Task requirements: Wherever the string "excavator" shows up in the material below, copy that line.

Dataset excerpts:
────────────────
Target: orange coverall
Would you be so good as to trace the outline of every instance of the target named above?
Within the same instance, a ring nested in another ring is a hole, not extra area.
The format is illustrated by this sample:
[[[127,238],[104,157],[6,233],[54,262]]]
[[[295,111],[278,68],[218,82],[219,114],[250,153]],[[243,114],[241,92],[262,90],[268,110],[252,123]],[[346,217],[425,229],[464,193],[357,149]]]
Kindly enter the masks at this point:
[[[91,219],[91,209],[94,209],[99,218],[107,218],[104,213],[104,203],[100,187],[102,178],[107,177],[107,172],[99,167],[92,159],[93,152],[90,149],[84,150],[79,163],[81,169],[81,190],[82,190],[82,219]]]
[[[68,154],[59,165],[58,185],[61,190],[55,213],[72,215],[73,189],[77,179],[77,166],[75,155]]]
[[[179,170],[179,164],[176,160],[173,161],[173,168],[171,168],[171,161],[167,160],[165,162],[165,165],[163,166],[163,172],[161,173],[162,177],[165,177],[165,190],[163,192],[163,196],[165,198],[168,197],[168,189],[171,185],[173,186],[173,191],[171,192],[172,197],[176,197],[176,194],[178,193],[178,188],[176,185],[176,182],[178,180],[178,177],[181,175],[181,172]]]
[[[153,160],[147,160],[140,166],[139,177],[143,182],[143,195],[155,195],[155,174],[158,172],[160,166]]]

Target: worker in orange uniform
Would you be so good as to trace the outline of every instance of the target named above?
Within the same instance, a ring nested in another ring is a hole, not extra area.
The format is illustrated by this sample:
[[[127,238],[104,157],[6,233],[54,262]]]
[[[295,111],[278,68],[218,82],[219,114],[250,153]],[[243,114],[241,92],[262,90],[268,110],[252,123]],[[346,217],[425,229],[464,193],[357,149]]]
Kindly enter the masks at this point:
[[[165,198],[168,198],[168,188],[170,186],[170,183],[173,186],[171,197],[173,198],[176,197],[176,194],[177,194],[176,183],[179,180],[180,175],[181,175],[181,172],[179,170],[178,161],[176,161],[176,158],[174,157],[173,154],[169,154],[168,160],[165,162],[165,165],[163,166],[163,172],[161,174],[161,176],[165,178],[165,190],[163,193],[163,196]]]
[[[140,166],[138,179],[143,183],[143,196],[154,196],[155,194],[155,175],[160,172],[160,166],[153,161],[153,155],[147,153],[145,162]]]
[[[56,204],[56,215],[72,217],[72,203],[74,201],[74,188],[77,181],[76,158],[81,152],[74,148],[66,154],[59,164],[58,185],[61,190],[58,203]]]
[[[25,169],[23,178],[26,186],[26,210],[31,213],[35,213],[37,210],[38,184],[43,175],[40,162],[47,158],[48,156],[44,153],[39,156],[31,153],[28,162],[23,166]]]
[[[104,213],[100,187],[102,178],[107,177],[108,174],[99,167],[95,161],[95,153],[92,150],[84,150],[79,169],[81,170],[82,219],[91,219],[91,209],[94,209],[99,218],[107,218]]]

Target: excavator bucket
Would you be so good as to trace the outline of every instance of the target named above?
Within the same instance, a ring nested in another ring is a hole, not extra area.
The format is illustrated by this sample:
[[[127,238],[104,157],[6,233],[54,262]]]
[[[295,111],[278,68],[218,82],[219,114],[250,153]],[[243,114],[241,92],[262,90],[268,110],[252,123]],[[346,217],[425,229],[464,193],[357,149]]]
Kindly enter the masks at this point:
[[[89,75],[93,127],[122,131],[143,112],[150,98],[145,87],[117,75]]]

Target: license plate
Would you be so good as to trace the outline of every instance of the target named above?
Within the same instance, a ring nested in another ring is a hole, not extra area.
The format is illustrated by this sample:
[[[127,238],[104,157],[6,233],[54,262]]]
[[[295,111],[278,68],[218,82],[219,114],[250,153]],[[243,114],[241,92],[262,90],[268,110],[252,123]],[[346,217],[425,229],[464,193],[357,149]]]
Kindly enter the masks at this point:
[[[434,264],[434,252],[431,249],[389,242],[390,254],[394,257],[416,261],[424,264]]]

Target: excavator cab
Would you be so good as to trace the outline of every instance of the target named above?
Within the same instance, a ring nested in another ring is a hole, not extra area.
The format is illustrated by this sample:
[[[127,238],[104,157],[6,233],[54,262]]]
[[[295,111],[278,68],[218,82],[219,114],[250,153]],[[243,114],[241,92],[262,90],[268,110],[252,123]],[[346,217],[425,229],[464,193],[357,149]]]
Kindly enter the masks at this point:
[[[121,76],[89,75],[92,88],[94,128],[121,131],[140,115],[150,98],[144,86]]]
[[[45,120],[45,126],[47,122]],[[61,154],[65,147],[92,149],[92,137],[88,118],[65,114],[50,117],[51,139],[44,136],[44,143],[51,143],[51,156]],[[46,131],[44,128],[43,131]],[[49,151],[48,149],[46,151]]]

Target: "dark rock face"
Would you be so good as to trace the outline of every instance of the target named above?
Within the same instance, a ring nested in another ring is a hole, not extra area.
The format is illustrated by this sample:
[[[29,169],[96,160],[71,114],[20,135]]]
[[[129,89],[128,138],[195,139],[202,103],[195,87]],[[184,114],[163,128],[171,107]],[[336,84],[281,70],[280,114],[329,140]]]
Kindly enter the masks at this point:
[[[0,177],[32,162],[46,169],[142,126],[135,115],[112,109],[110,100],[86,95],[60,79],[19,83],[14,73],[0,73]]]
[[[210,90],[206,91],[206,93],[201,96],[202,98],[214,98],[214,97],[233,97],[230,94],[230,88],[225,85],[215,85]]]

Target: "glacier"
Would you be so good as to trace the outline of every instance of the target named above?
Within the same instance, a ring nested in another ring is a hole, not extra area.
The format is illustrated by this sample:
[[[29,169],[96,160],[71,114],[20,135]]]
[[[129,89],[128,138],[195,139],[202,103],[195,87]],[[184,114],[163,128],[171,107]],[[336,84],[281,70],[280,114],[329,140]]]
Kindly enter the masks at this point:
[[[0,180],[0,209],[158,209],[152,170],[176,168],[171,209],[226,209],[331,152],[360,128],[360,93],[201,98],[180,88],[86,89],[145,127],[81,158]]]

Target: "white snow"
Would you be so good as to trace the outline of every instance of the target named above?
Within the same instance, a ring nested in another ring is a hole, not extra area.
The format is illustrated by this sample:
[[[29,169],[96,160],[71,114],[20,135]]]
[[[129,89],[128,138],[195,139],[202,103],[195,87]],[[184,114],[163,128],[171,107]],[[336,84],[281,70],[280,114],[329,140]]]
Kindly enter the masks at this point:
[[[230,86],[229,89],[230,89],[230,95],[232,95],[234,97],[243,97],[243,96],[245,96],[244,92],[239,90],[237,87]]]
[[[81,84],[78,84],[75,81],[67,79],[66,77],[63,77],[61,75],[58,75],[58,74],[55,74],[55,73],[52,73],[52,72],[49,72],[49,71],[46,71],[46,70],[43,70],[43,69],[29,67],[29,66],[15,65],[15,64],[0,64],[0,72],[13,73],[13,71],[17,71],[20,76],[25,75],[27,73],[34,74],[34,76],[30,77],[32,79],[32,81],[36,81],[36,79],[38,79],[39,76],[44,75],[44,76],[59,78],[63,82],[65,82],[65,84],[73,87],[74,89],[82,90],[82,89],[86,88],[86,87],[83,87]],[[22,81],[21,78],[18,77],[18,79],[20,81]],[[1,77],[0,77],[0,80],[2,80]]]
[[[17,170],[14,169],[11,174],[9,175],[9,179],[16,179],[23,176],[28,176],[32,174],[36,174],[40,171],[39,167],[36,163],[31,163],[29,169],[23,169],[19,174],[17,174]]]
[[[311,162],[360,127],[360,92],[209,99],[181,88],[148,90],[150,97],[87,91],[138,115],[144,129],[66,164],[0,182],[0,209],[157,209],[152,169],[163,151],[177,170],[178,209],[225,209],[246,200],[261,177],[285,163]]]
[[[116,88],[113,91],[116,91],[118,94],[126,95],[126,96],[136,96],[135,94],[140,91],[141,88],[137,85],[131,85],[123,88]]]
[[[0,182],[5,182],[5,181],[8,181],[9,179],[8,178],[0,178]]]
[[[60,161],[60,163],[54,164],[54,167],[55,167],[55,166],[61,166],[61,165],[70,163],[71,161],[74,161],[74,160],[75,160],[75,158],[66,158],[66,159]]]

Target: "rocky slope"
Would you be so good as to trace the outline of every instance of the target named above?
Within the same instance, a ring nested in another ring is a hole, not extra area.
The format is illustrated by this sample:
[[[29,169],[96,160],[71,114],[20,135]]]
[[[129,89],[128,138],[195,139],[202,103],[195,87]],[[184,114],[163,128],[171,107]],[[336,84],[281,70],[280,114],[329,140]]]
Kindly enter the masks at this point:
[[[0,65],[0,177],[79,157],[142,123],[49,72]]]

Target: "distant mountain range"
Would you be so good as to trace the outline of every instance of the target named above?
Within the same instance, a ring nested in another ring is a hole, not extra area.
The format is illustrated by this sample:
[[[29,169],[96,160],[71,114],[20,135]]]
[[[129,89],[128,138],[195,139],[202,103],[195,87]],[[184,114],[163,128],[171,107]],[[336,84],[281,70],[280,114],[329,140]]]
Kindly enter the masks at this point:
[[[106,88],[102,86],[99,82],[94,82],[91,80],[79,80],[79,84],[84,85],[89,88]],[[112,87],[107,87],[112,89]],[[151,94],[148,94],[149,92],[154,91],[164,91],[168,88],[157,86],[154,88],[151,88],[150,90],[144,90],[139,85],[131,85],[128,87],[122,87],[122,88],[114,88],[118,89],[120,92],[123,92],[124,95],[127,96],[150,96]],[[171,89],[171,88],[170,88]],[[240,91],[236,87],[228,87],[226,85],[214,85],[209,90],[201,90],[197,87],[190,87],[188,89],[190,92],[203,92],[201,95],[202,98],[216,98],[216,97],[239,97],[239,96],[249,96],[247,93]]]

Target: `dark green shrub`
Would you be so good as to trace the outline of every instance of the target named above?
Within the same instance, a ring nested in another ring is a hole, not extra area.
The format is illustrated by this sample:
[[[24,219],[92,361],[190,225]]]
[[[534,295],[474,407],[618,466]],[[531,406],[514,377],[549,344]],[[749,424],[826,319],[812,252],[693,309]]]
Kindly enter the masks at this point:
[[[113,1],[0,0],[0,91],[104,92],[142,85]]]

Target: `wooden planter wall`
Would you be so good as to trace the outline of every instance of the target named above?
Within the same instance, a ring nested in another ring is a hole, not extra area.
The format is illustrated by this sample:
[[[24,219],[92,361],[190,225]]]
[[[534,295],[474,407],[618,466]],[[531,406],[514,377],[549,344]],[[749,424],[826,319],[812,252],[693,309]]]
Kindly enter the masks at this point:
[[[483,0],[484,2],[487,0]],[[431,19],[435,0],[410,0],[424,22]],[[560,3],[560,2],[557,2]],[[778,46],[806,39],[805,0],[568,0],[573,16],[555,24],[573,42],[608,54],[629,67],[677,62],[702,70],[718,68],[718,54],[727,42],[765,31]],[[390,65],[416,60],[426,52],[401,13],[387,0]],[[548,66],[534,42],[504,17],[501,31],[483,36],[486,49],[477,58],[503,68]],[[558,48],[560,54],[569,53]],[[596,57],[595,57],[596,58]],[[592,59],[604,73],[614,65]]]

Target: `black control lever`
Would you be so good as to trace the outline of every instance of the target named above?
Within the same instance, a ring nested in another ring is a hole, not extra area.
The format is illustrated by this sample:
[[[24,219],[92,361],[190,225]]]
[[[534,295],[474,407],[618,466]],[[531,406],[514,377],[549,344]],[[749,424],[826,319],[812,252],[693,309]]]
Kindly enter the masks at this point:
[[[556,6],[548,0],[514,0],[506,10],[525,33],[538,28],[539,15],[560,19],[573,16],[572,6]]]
────────────────
Answer space:
Target: excavator bucket
Target: excavator cab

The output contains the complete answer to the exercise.